Each line of the records below needs repeating exactly. Skip the pictures.

══ Supplied records ══

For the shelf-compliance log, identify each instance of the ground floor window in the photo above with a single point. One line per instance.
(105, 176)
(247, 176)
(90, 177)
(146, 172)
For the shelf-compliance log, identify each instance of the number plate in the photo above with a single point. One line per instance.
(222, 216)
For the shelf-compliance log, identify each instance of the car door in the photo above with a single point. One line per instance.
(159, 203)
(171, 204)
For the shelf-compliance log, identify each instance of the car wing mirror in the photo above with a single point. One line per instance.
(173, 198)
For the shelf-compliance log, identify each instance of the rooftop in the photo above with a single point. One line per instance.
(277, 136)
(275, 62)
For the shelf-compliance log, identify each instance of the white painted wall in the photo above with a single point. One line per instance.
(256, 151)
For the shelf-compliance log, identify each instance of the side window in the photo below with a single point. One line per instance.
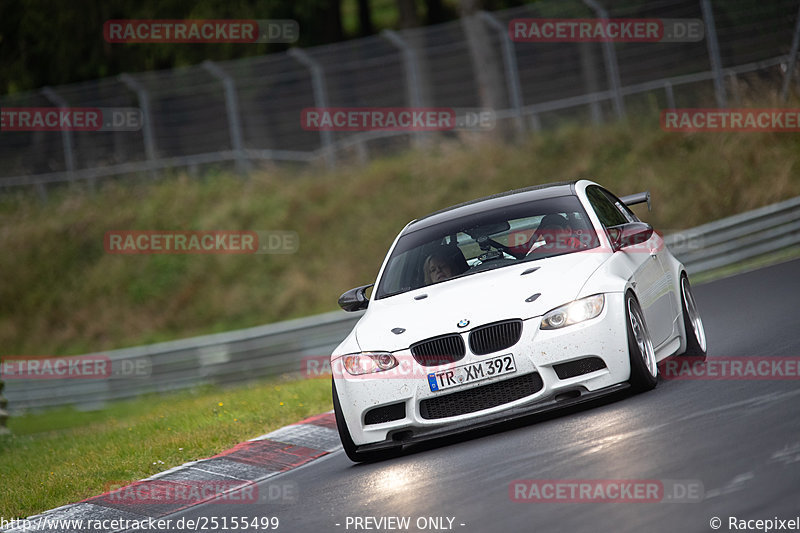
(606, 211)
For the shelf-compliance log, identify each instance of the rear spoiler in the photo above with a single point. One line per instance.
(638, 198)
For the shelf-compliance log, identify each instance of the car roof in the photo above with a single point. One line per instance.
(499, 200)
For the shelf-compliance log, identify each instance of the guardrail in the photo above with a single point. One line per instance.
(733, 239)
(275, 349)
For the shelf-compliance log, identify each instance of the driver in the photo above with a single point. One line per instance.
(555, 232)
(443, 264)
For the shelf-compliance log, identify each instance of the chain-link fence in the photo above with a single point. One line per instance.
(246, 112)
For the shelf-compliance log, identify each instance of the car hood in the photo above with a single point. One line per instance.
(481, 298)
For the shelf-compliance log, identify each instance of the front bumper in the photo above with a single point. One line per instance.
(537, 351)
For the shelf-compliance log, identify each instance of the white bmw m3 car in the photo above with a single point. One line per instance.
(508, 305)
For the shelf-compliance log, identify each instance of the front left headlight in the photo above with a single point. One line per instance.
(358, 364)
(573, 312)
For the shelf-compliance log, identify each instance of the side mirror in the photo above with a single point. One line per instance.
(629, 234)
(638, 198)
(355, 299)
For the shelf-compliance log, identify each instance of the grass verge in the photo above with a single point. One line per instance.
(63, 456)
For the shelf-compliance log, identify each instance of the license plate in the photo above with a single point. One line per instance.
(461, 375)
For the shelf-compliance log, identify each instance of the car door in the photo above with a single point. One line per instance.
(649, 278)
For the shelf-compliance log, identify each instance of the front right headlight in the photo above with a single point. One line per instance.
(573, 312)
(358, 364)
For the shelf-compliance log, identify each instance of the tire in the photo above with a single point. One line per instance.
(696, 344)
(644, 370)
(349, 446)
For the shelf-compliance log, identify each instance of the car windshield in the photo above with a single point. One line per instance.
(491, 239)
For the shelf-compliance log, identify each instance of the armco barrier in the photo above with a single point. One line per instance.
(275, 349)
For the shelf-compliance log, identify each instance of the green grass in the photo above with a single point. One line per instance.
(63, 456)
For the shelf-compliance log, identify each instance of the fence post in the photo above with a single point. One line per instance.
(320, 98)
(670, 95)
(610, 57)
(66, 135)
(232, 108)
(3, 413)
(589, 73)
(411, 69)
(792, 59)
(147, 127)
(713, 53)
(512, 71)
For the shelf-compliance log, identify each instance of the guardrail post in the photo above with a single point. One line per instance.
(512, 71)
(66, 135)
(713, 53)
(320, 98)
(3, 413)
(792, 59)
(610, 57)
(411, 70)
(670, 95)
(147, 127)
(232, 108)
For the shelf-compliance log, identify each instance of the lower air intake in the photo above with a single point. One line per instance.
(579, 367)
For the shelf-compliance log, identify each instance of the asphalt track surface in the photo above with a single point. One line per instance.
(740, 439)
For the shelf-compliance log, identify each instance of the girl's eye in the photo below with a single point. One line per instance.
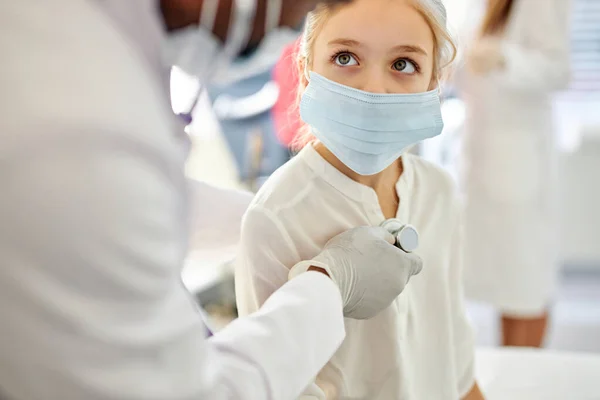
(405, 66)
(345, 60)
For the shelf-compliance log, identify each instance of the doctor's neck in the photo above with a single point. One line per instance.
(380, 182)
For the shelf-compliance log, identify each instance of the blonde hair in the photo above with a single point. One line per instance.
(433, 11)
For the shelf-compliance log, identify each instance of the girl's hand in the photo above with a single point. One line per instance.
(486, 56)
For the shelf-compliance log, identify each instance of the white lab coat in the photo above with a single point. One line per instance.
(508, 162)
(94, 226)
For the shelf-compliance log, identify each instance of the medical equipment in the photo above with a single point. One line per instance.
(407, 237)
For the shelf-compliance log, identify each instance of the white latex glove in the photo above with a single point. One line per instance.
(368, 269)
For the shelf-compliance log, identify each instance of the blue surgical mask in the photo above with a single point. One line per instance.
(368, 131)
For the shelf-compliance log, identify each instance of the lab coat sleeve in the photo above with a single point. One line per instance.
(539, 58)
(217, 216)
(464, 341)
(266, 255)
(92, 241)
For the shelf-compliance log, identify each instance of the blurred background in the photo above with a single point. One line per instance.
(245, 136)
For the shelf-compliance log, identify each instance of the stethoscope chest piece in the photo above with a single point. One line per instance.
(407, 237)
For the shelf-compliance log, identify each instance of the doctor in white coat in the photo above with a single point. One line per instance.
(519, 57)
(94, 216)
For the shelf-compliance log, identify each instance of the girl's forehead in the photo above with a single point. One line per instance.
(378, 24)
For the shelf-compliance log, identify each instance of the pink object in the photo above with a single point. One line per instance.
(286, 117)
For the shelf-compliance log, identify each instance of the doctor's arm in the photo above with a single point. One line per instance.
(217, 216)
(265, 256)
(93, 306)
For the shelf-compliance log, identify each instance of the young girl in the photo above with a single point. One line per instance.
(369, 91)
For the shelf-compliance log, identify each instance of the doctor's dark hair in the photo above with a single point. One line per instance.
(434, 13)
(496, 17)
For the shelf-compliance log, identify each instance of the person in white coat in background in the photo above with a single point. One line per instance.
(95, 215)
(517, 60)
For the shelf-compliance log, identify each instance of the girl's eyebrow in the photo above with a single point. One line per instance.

═══

**Exercise answer**
For the shelf-compliance log, identify each instance of the ground floor window in the photo above with a single point. One line per instance.
(105, 176)
(247, 176)
(90, 177)
(146, 172)
For the shelf-compliance log, identify each instance of the number plate in the photo above with a single point. One line per instance.
(222, 216)
For the shelf-compliance log, identify each instance of the car door in the photo above with a single point. One line per instance.
(159, 203)
(171, 204)
For the shelf-compliance log, identify each instance of the car wing mirror in the photo above with a single point. One line per instance.
(173, 198)
For the shelf-compliance log, identify each instance of the rooftop in the photo above with a single point. One line per instance.
(277, 136)
(275, 62)
For the shelf-compliance log, identify each instance of the white painted wall in the photo above with a single point. One line per instance.
(256, 151)
For the shelf-compliance log, identify each instance of the side window in the photo below with a single point. One line per instance.
(606, 211)
For the shelf-compliance log, identify each instance of the rear spoiler in the photo above with a single point. One line per instance.
(638, 198)
For the shelf-compliance log, identify each instance of the car roof in the photo above with a single point. One line per instance.
(499, 200)
For the shelf-compliance log, identify each instance of the guardrail in the photo above with a single point. One line per instance.
(733, 239)
(275, 349)
For the shelf-compliance log, identify each instance of the driver in the photo above with a single point. One line per instance.
(555, 232)
(443, 264)
For the shelf-compliance log, identify each instance of the chain-link fence in the photo above with a single point. One line per instance.
(246, 112)
For the shelf-compliance log, identify each instance of the car hood in the photo above with a single point. One line per instance.
(481, 298)
For the shelf-compliance log, identify each instance of the front bumper in the photo above with a single point. One line per instance.
(537, 351)
For the shelf-compliance log, identify each instance of the white bmw m3 car in the photo above with a single point. One line per instance.
(508, 305)
For the shelf-compliance log, identify each instance of the front left headlight in the photo above with a single point. One line per instance.
(358, 364)
(573, 312)
For the shelf-compliance log, identify each instance of the side mirror in the photo above with a single point. One line per instance.
(629, 234)
(638, 198)
(355, 299)
For the shelf-compliance log, identify each instance of the grass verge in the photo above with a single point. One line per instance.
(63, 456)
For the shelf-compliance log, identify each instance of the license plate in the photo above with a single point. One line per instance.
(461, 375)
For the shelf-compliance log, identify each instance of the car door in the photo above with a single point. One line per instance.
(649, 278)
For the shelf-compliance log, identify each instance of the front right headlight in the photo above with a single point. One line per instance.
(573, 312)
(358, 364)
For the shelf-compliance log, identify each instance of the tire in the photo above with a single point. One line per instance.
(696, 344)
(644, 370)
(349, 446)
For the shelf-compliance log, identify each instance of the car windshield in the photo above with a single point. One line per instance.
(491, 239)
For the shelf-compliance log, identify each instance of the armco barrier in the photo above with a single point. One line per instance.
(275, 349)
For the shelf-compliance log, identify each instance of the green grass in the photo above with a single point. One line per instance.
(63, 456)
For the shelf-compliance log, identify each instance of the fence post in the photo above with a single point. One line per instance.
(320, 98)
(670, 95)
(610, 57)
(66, 135)
(232, 108)
(3, 413)
(589, 73)
(411, 69)
(792, 59)
(147, 127)
(713, 53)
(512, 71)
For the shelf-compliance log, identify each instance of the guardrail post in the photo above with a single point. One line per instance.
(512, 71)
(66, 135)
(713, 53)
(320, 98)
(3, 413)
(792, 59)
(610, 57)
(411, 70)
(670, 95)
(147, 127)
(232, 108)
For the shelf-compliance log, identify each instance of the lower air intake in the photo above with a single point. One line per instance.
(579, 367)
For the shelf-compliance log, identify each instance of the asphalt track surface in the photo above with a single point. One line per instance.
(740, 439)
For the shelf-compliance log, identify each instance of the girl's eye in the photo below with a single point. One line per instance.
(405, 66)
(345, 60)
For the shelf-compliance log, identify each instance of the doctor's neck in the photo above with a single point. One line per instance.
(380, 182)
For the shelf-compliance log, identify each instance of the blonde hair in the photo above with a single point. One line per instance.
(433, 11)
For the shelf-compliance log, identify each instance of the girl's hand in the photo above with a single point. One line per instance.
(486, 56)
For the shelf-compliance log, identify each instance of the white lab coat in the photo above with a single point. One line per instance.
(508, 162)
(94, 226)
For the shelf-compliance log, identify each instance of the medical equipment in the photo above with a single point. One line per instance.
(407, 237)
For the shelf-compliance log, identify each instance of the white latex glove in the photo above with a single point. One line per instance.
(368, 269)
For the shelf-compliance log, identify each instance of the blue surgical mask in the photo above with a single point. One line per instance.
(368, 131)
For the shelf-compliance log, identify each instance of the lab coat sleeve in the photo above with a single point. One line per instance.
(539, 58)
(217, 216)
(464, 341)
(266, 255)
(92, 241)
For the shelf-compliance log, identify each instance of the blurred background in the photo above with a single point. One line per instance.
(245, 136)
For the shelf-compliance log, identify each instance of the stethoscope chest piece in the photo above with a single point. One line per instance.
(407, 237)
For the shelf-compliance log, identify each instance of the doctor in white coat in the photo above with a single point. One line per instance.
(519, 57)
(94, 216)
For the shelf-compliance log, identify each instance of the girl's forehead in the photo above with a single point. One line per instance.
(378, 24)
For the shelf-compliance log, identify each instance of the pink object in the photo above with a single point. One line per instance.
(286, 117)
For the shelf-compliance log, identify each instance of the doctor's arm in the photo above with a single point. One line per instance.
(217, 216)
(265, 256)
(93, 306)
For the shelf-compliance log, identify each instance of the young girl in the photo above with a single point. One line per instance.
(369, 91)
For the shelf-compliance log, identify each instance of the doctor's dark hair in the photo above with a single point. One line per instance.
(434, 13)
(496, 17)
For the shelf-compliance log, identify each instance of the person in white coat in background in the photo above with a single point. One line per instance.
(95, 215)
(517, 60)
For the shelf-compliance log, identify each instance of the girl's eyebrow in the photo above with a single point. One line per instance.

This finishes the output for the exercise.